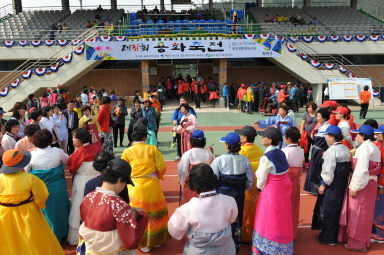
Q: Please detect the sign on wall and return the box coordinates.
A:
[328,78,372,100]
[86,39,282,60]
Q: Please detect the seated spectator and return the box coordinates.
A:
[277,14,284,23]
[96,4,104,12]
[85,20,93,28]
[264,14,271,23]
[309,17,319,26]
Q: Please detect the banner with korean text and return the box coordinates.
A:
[86,38,282,60]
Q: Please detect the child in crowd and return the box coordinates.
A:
[282,127,305,238]
[177,129,215,204]
[314,126,352,246]
[253,105,296,147]
[372,125,384,243]
[211,132,255,252]
[252,127,293,255]
[235,126,263,243]
[338,125,381,251]
[168,164,238,254]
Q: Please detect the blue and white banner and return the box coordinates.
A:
[86,38,282,60]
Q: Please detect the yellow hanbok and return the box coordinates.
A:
[121,142,170,248]
[0,171,64,255]
[239,143,263,243]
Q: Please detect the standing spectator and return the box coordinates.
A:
[252,127,293,255]
[338,125,381,251]
[112,97,128,147]
[359,86,372,119]
[173,104,197,155]
[127,99,143,147]
[25,129,70,242]
[97,97,113,152]
[63,100,79,155]
[11,102,27,138]
[0,150,64,254]
[282,127,304,238]
[300,101,317,168]
[67,128,100,245]
[1,119,20,151]
[168,164,237,254]
[211,132,255,252]
[52,105,68,153]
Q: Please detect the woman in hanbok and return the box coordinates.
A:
[25,129,70,242]
[333,106,353,149]
[252,127,293,255]
[67,128,101,245]
[77,159,148,255]
[338,125,381,251]
[173,104,197,155]
[0,149,64,255]
[372,125,384,243]
[303,108,330,195]
[177,129,215,204]
[211,132,255,252]
[282,127,305,238]
[315,126,352,246]
[79,105,101,146]
[168,164,238,255]
[235,126,263,243]
[121,124,169,252]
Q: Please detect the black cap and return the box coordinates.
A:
[108,158,135,186]
[256,127,283,142]
[235,126,257,141]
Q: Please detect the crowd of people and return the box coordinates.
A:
[0,78,384,255]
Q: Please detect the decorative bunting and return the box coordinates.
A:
[0,86,9,97]
[44,40,55,46]
[57,40,69,47]
[299,51,309,61]
[287,43,297,52]
[114,35,127,42]
[356,35,367,42]
[30,40,43,47]
[288,36,300,43]
[4,41,15,48]
[49,62,60,73]
[329,35,340,42]
[324,64,335,70]
[21,70,32,80]
[98,36,112,42]
[301,36,315,43]
[316,35,328,42]
[310,59,321,68]
[33,68,47,76]
[337,65,347,73]
[73,44,85,55]
[343,35,353,42]
[63,53,72,64]
[72,40,81,46]
[259,34,271,40]
[10,78,20,89]
[17,40,28,47]
[369,35,380,42]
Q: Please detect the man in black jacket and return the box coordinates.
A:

TASK
Rewrite the material from the line with "Q: Please detect the yellow" to the line with "[52,105,68,153]", both lines included, multiplying every box coordinate by 1.8 and rounding to whole numbers, with halves rounded up. Leave all other text in those lines unchanged, and give only these lines.

SOLUTION FOR THIS PROBLEM
Q: Please detect the yellow hanbok and return the box coordinates.
A:
[218,256,306,446]
[0,308,115,459]
[430,257,473,437]
Q: Please detect the standing spectator and return the box coordinates.
A:
[454,229,527,459]
[608,225,686,452]
[202,175,230,265]
[646,155,670,214]
[311,187,355,279]
[229,178,257,265]
[45,232,126,436]
[175,175,203,274]
[113,180,142,279]
[20,184,49,248]
[0,270,115,457]
[508,229,547,428]
[540,182,571,302]
[121,230,180,441]
[2,214,36,272]
[302,295,427,457]
[380,238,459,454]
[94,189,122,275]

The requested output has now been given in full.